Task list
- A) Answer these from the passage on air power, one line each:
(i) According to the expression it cites, where you stand on an issue depends on what?
(ii) Which part of American forces had the highest casualty rate in the war?
(iii) Until what year did the US lack a fighter able to cover the raids?
- B) From the passage on air power, reproduce word for word the part that begins at the words "There's an old" and stops after "in varying combinations.".
- C) Using the passage on air power, explain in one to three sentences why the bombing raids on German targets lacked adequate fighter cover.

Provided passage

"""

There's an old expression in organizational theory: "Where you stand depends on where you sit." The meaning of this is that where you stand on any given issue depends on where you sit in the organizational chart. If you happen to be sitting in the Air Force, you tend to see everything in terms of air power. Which brings us to the more generalized old expression: "If the only tool you have is a hammer, then all your problems look like nails." Modern military actions are very much a 'combined arms' situation. While some specific actions need only specific unit types, an overall war scenario uses multiple unit types, in varying combinations.

As the US Army Air Corps evolved into the US Army Air Force, and then finally, after WWII, into the US Air Force, the air commanders got more and more of the mindset that air power was all that was necessary. So even entering WWII, the air commanders had absolutely convinced themselves that air power, given enough freedom of action and resources, would be the decisive force of the war. They were wrong. Now let's look at the price of that wrongness. The 8th Air Force, which was the heavy bomber part of the European theater in WWII had the highest rate of casualties of any part of American forces in the war. The idea that daylight precision bombing would bring Germany to its knees drove raid after raid at German targets. These raids were inadequately defended by fighter cover, for until 1944 the US just didn't have a fighter of the abilities and numbers to cover the raids, and the commanders falsely believed that the defensive guns of the bombers would be sufficient to protect the bombers. Results of those beliefs, immense numbers of dead, wounded, and captured, aircrews.

"""

Recorded data

"""

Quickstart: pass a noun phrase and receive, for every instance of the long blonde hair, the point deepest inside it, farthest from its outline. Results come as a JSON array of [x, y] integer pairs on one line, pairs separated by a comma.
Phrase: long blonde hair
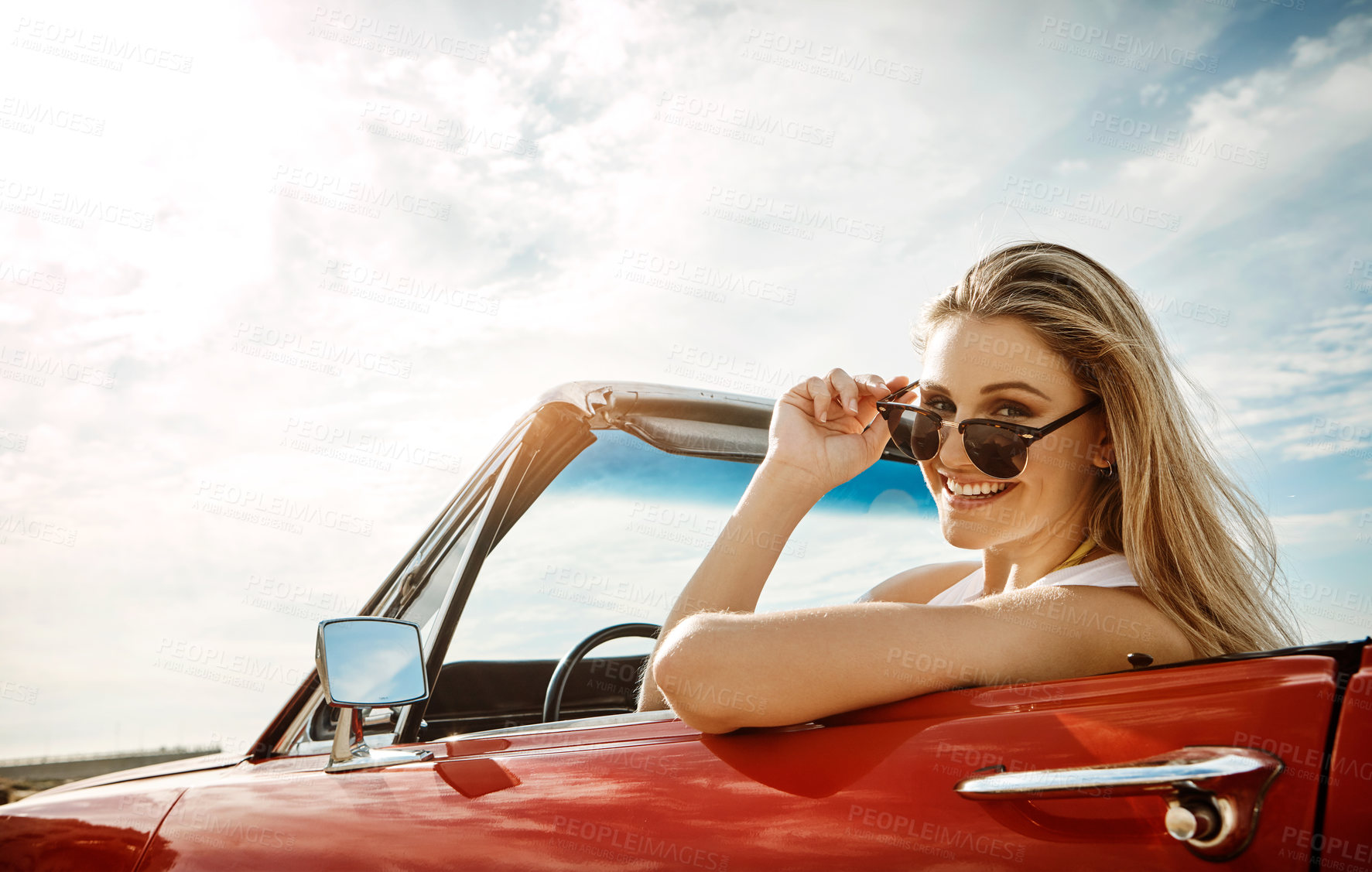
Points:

"""

Exercise results
- A)
(i) Where you sit in the organizational chart.
(ii) The 8th Air Force.
(iii) 1944.

- B)
There's an old expression in organizational theory: "Where you stand depends on where you sit." The meaning of this is that where you stand on any given issue depends on where you sit in the organizational chart. If you happen to be sitting in the Air Force, you tend to see everything in terms of air power. Which brings us to the more generalized old expression: "If the only tool you have is a hammer, then all your problems look like nails." Modern military actions are very much a 'combined arms' situation. While some specific actions need only specific unit types, an overall war scenario uses multiple unit types, in varying combinations.

- C) Until 1944, the US did not have a fighter with the abilities and numbers needed to cover the raids. The commanders also falsely believed that the bombers' own defensive guns would be enough to protect them.